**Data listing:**
──────

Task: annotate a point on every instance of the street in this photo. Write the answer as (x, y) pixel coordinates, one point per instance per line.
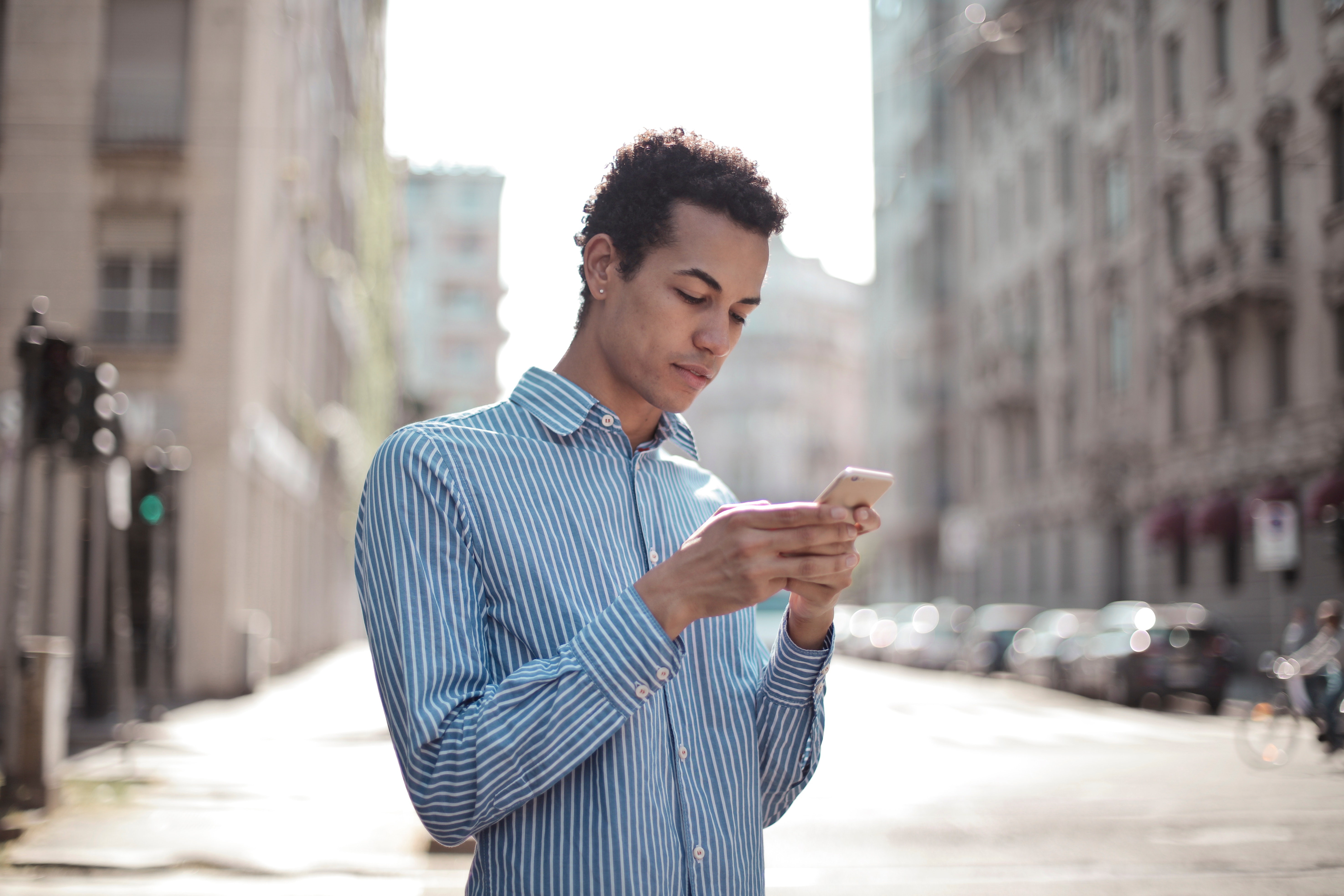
(931, 782)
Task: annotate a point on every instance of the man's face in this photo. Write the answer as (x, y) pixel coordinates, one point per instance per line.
(667, 331)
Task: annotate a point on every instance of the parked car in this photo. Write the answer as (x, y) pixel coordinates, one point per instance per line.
(1034, 653)
(990, 633)
(928, 635)
(1152, 649)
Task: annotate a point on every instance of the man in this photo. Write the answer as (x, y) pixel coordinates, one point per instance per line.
(1319, 664)
(561, 609)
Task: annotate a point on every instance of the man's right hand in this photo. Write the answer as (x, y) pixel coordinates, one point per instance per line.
(746, 553)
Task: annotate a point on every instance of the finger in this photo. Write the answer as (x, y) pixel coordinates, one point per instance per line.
(814, 567)
(823, 550)
(814, 593)
(866, 519)
(787, 516)
(807, 539)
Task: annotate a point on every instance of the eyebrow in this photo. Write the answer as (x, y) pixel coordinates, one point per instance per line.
(713, 284)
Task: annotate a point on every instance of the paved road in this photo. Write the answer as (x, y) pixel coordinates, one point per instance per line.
(931, 784)
(939, 784)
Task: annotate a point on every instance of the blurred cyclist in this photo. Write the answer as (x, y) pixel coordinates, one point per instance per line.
(1320, 668)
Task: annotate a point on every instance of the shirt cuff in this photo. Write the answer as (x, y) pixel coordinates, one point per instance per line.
(796, 678)
(628, 653)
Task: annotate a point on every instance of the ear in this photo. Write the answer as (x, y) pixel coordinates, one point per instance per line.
(600, 261)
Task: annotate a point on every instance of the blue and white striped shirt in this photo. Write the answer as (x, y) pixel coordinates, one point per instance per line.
(533, 698)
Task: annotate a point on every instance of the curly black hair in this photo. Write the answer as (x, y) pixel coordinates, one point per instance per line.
(634, 203)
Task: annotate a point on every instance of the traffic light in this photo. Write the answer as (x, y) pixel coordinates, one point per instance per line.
(92, 426)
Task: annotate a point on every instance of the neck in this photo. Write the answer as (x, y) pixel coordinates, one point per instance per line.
(587, 366)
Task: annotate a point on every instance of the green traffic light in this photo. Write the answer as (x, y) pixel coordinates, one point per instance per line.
(151, 510)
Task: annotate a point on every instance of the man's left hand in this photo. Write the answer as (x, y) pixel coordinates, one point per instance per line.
(812, 602)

──────

**Short problem:** Copy, character for character, every line of the data from the line containing "Task: annotate a point on every instance of the shirt" through the last line, including both.

**Output for this exercise:**
Task: annotate a point on every instance of the shirt cuff in this photo. Write the answer as (x, y) pixel coordinates, one point per instance per line.
(796, 678)
(628, 653)
Task: annotate a point on every instance of the ear in this photo. Write the answer as (x, y) pixel coordinates, one point per instance per line.
(600, 261)
Task: annotate a point on every instance of the blue and white striped shirt in this photo. Write the answer as (x, y) pixel coordinates, one point per instance per line.
(533, 698)
Task: annotate a point on every instance of the curly black hair in this photo. Write the answer as (x, y) pixel coordinates, one point per instance per line.
(634, 203)
Task: annotate a point on every instance of the traffic light in this photo. Write the answer as (x, y) pixel coordinates, one point per instance per line.
(92, 426)
Task: annotate a point on every instance of the neck in this photo. Write the answer as (x, y) pixel coordinates, one point per instance per line.
(587, 366)
Task: annotate a point on every instance of the green traffic light in this photo. Write the answer as (x, y) pixel coordinates, one point per instance per line.
(151, 510)
Task: annotate a point on every instance of the man's left hand in this photo. Write the answer as (x, y) pixel coordinates, one point per instance per line.
(812, 602)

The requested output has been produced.